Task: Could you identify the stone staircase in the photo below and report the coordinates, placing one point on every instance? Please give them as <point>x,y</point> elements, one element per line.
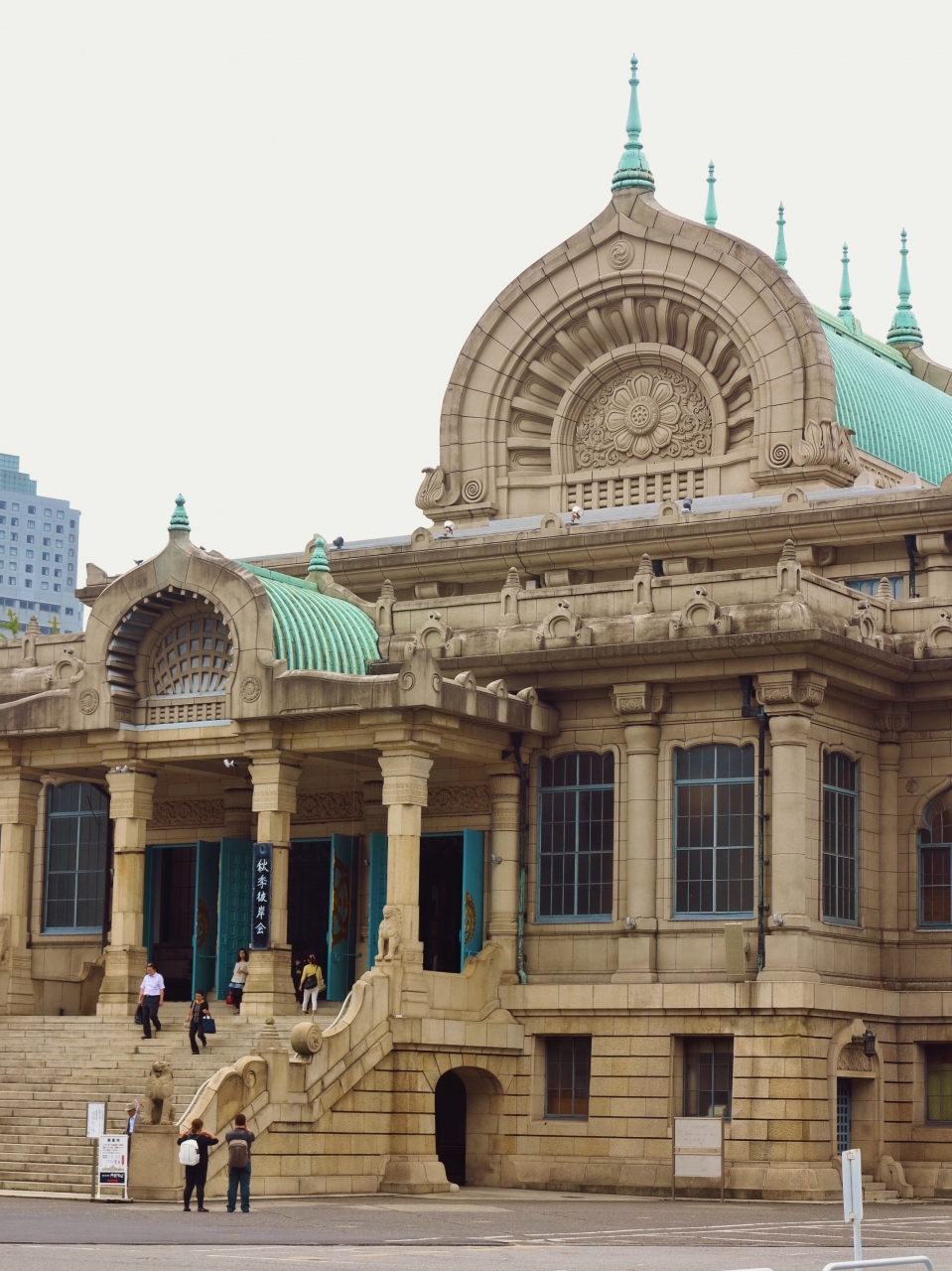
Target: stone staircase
<point>53,1066</point>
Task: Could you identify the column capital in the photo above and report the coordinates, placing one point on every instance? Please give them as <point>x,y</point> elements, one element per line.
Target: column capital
<point>640,702</point>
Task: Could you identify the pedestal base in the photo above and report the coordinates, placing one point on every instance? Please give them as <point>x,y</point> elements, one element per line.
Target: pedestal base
<point>412,1176</point>
<point>121,979</point>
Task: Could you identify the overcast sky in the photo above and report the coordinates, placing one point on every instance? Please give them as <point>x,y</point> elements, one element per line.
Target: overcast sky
<point>243,243</point>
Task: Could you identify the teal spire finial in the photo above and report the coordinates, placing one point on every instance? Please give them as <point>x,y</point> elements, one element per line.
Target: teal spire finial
<point>905,328</point>
<point>633,172</point>
<point>180,517</point>
<point>846,309</point>
<point>711,210</point>
<point>318,558</point>
<point>780,253</point>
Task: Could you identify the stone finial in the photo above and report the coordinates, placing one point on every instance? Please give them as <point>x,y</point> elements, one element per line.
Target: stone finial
<point>711,210</point>
<point>180,517</point>
<point>318,562</point>
<point>905,328</point>
<point>633,172</point>
<point>780,253</point>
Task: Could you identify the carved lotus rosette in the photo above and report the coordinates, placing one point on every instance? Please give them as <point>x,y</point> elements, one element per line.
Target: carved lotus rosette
<point>646,412</point>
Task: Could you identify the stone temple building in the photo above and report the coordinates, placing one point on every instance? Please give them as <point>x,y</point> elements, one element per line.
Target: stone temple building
<point>621,793</point>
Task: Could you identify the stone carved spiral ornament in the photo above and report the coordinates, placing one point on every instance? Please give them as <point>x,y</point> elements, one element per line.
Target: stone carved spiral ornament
<point>642,413</point>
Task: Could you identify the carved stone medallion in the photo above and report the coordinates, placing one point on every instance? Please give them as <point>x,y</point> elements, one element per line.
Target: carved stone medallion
<point>649,411</point>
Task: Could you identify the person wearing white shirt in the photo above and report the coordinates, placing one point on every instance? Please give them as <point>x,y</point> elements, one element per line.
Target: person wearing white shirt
<point>152,994</point>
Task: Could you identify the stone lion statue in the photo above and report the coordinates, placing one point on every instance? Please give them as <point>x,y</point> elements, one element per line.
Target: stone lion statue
<point>159,1092</point>
<point>389,934</point>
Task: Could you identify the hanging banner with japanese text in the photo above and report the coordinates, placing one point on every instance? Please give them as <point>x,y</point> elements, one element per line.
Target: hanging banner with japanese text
<point>261,897</point>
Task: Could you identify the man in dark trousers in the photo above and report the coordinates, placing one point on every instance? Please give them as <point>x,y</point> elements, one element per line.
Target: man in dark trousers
<point>152,994</point>
<point>239,1163</point>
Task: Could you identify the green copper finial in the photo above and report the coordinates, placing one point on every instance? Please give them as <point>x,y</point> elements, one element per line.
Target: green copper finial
<point>633,172</point>
<point>318,558</point>
<point>846,294</point>
<point>780,253</point>
<point>905,328</point>
<point>711,210</point>
<point>180,517</point>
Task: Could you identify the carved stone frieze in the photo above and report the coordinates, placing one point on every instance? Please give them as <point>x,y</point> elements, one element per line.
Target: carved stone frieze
<point>648,411</point>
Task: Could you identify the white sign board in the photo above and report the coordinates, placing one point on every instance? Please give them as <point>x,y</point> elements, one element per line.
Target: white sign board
<point>95,1120</point>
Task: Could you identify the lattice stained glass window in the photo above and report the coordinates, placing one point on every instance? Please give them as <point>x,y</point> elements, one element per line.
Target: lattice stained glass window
<point>192,656</point>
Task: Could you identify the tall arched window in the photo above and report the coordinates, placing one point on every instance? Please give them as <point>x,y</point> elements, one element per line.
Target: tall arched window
<point>76,849</point>
<point>935,863</point>
<point>715,831</point>
<point>839,839</point>
<point>576,835</point>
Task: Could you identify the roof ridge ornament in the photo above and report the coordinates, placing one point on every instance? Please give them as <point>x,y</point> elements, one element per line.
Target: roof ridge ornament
<point>180,517</point>
<point>633,172</point>
<point>905,328</point>
<point>711,210</point>
<point>780,253</point>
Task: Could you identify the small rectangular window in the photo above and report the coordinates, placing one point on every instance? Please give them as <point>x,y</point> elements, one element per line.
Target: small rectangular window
<point>708,1075</point>
<point>567,1075</point>
<point>938,1083</point>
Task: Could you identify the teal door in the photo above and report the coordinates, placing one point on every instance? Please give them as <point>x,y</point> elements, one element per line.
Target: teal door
<point>206,918</point>
<point>377,893</point>
<point>234,908</point>
<point>473,875</point>
<point>340,928</point>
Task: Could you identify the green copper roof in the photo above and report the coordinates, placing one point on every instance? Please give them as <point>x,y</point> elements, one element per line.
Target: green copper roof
<point>314,632</point>
<point>893,414</point>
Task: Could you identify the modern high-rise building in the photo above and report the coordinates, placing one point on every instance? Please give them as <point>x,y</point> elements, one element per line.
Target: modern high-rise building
<point>39,553</point>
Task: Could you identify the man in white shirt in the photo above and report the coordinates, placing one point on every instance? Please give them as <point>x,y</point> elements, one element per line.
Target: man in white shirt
<point>152,994</point>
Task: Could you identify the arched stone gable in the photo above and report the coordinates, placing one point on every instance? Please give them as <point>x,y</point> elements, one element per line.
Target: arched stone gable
<point>647,357</point>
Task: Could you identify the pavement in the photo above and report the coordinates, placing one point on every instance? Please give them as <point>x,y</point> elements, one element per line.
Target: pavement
<point>476,1229</point>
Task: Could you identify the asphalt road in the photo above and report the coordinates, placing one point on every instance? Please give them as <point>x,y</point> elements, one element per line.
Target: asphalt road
<point>478,1229</point>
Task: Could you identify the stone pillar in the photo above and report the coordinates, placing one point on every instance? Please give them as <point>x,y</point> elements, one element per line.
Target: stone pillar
<point>789,699</point>
<point>639,707</point>
<point>131,789</point>
<point>19,807</point>
<point>503,872</point>
<point>275,798</point>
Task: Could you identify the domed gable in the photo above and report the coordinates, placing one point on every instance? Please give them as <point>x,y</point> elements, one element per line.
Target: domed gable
<point>313,632</point>
<point>893,414</point>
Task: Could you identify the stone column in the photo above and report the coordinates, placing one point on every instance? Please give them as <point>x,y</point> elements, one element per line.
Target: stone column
<point>503,872</point>
<point>789,699</point>
<point>131,788</point>
<point>273,798</point>
<point>19,808</point>
<point>639,707</point>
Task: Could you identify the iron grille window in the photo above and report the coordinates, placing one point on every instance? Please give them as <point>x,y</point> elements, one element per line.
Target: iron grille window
<point>935,863</point>
<point>567,1074</point>
<point>576,835</point>
<point>76,848</point>
<point>715,830</point>
<point>708,1075</point>
<point>839,838</point>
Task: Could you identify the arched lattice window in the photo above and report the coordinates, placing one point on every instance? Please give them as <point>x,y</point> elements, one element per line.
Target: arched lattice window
<point>935,863</point>
<point>192,656</point>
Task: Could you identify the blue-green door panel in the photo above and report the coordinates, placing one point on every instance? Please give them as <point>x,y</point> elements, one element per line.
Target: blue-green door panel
<point>340,929</point>
<point>149,903</point>
<point>234,908</point>
<point>204,939</point>
<point>473,875</point>
<point>377,893</point>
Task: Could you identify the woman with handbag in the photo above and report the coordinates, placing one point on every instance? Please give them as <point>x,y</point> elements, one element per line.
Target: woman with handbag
<point>312,984</point>
<point>239,977</point>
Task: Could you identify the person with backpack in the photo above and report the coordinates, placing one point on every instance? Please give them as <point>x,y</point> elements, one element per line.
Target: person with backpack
<point>239,1163</point>
<point>196,1017</point>
<point>312,984</point>
<point>194,1154</point>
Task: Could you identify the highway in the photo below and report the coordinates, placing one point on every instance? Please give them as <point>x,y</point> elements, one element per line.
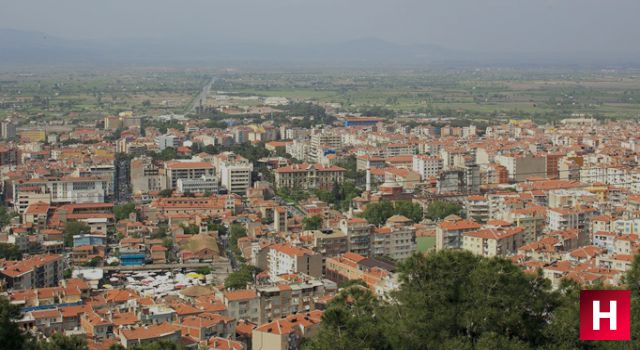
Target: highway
<point>201,98</point>
<point>218,267</point>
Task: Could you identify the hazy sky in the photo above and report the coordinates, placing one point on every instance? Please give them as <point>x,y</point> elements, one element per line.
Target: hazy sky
<point>487,25</point>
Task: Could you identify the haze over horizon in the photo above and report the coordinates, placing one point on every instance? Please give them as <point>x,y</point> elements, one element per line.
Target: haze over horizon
<point>544,28</point>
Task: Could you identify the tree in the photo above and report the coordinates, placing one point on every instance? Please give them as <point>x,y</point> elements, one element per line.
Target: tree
<point>159,345</point>
<point>59,341</point>
<point>123,211</point>
<point>11,335</point>
<point>74,228</point>
<point>10,251</point>
<point>455,300</point>
<point>466,295</point>
<point>438,210</point>
<point>312,223</point>
<point>351,321</point>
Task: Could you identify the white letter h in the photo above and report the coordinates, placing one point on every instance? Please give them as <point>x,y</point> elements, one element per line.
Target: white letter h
<point>598,315</point>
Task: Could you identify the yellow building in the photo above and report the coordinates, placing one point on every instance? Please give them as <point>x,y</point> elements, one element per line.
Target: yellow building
<point>33,135</point>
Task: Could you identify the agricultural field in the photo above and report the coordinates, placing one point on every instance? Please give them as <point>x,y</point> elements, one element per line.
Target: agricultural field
<point>87,96</point>
<point>542,95</point>
<point>486,94</point>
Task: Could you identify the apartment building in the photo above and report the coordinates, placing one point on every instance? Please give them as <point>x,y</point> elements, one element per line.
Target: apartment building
<point>191,169</point>
<point>477,207</point>
<point>277,301</point>
<point>397,239</point>
<point>308,176</point>
<point>492,242</point>
<point>235,172</point>
<point>37,271</point>
<point>286,259</point>
<point>202,185</point>
<point>450,231</point>
<point>168,141</point>
<point>145,176</point>
<point>427,166</point>
<point>242,304</point>
<point>358,233</point>
<point>61,190</point>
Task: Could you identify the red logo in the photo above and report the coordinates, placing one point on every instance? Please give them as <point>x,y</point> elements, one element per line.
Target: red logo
<point>605,315</point>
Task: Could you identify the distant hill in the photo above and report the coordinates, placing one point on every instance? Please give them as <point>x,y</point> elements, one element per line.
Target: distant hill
<point>23,47</point>
<point>32,47</point>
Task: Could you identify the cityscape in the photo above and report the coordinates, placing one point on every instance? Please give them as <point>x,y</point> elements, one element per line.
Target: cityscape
<point>347,190</point>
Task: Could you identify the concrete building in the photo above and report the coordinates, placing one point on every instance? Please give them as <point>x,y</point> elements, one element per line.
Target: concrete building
<point>63,189</point>
<point>38,271</point>
<point>397,239</point>
<point>235,172</point>
<point>8,129</point>
<point>165,141</point>
<point>308,176</point>
<point>492,242</point>
<point>277,301</point>
<point>285,259</point>
<point>145,176</point>
<point>427,166</point>
<point>450,231</point>
<point>191,169</point>
<point>521,167</point>
<point>201,185</point>
<point>358,232</point>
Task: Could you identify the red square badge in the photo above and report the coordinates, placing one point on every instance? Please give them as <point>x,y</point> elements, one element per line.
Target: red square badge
<point>605,315</point>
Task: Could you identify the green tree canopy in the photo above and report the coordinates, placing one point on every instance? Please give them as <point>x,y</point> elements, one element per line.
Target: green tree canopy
<point>12,336</point>
<point>58,341</point>
<point>455,300</point>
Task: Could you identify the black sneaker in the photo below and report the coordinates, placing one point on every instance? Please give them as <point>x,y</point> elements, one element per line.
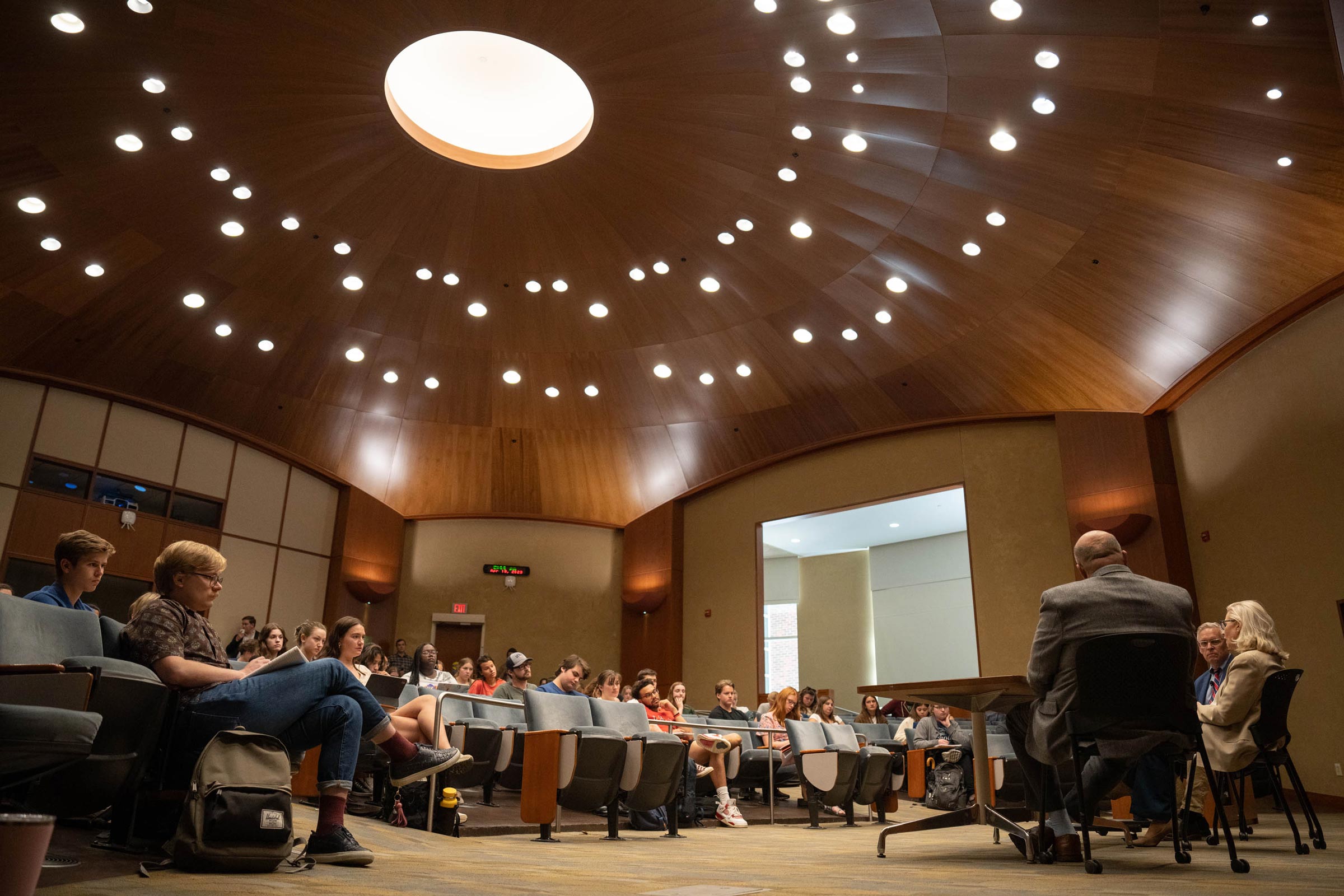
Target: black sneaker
<point>425,763</point>
<point>337,848</point>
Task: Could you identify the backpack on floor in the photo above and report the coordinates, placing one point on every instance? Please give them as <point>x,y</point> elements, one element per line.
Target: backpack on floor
<point>237,817</point>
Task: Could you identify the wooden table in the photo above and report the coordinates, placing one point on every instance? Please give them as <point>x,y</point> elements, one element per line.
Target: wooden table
<point>979,696</point>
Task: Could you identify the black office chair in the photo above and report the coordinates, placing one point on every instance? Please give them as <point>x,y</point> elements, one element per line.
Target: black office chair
<point>1137,682</point>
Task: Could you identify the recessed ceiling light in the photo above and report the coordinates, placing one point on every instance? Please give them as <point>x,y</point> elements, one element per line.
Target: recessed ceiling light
<point>841,23</point>
<point>68,22</point>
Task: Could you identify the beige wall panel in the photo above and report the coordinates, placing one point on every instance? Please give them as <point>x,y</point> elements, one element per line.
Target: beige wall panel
<point>1260,459</point>
<point>310,514</point>
<point>72,426</point>
<point>140,445</point>
<point>246,585</point>
<point>300,589</point>
<point>572,602</point>
<point>256,494</point>
<point>205,463</point>
<point>19,405</point>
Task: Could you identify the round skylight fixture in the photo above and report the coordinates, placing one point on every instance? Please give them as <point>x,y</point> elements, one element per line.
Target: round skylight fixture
<point>841,23</point>
<point>488,100</point>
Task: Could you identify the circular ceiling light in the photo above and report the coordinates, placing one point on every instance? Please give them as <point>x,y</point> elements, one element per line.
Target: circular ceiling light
<point>68,22</point>
<point>841,23</point>
<point>488,100</point>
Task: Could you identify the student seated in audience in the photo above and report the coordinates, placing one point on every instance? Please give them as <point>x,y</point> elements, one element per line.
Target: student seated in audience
<point>81,561</point>
<point>568,679</point>
<point>706,752</point>
<point>518,669</point>
<point>246,631</point>
<point>304,706</point>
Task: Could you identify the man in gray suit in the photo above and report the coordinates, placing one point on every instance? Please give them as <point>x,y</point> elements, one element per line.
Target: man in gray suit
<point>1110,600</point>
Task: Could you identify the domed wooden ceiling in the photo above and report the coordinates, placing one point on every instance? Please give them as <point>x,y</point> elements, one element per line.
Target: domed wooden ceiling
<point>1147,223</point>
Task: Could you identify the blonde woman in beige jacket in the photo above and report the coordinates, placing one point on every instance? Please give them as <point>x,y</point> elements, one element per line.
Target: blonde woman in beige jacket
<point>1229,719</point>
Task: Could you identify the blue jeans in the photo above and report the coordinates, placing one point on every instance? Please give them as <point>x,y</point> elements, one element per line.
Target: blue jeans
<point>318,703</point>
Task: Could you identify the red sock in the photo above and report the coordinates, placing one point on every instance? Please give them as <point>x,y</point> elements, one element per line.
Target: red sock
<point>331,813</point>
<point>398,749</point>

• _Short exercise_
Reproduce the lines starting at the one containing "Task: Could you identify the white letter" and ending at the one containing "<point>347,190</point>", requests included, with every coordinate in the answers multiplied by 1.6 and rounded to a whole number, halves rounded up. Give only those lines.

• _Answer to the exercise_
Task: Could you identify the white letter h in the photo above and report the coordinates, placing one point on every instance? Please give them as <point>x,y</point> elements, one element per line.
Target: white letter h
<point>957,504</point>
Task: Could you identify the yellow building in the photo above and report the coordinates, placing one point on every instance? Please give them as <point>x,y</point> elements, one element per line.
Target: yellow building
<point>53,216</point>
Task: Could you identify the agricultural field in the photo above and report the coordinates, placing one point on every instance? Please give them as <point>x,y</point> elements, one element per line.
Target: agricultural field
<point>139,154</point>
<point>867,152</point>
<point>778,150</point>
Task: Could you identify the apartment building in the photo above and report the coordinates, placing one point on every instance? Please give them as <point>x,y</point> elements, one element per line.
Target: apartment building
<point>306,270</point>
<point>763,331</point>
<point>443,482</point>
<point>635,382</point>
<point>493,282</point>
<point>787,387</point>
<point>376,275</point>
<point>59,434</point>
<point>458,414</point>
<point>323,296</point>
<point>720,370</point>
<point>269,226</point>
<point>232,282</point>
<point>683,266</point>
<point>387,486</point>
<point>573,373</point>
<point>98,304</point>
Task: Could you identify the red logo in the photo above and report the coordinates, placing one point on every instance? Please give them as <point>x,y</point> elements, one element per line.
Target: red logo
<point>968,504</point>
Task: Could you identify the distant hill in the photo above and report the coordinates, placing one point on every instance? Please give them as <point>x,y</point> elements, one element per line.
Target: distant hill
<point>37,75</point>
<point>51,75</point>
Task: Could you identify the cityscape in the photo above and report the coordinates, placing one point on every instance? Please give them as <point>x,y</point> elements, one element per line.
Target: cityscape
<point>555,304</point>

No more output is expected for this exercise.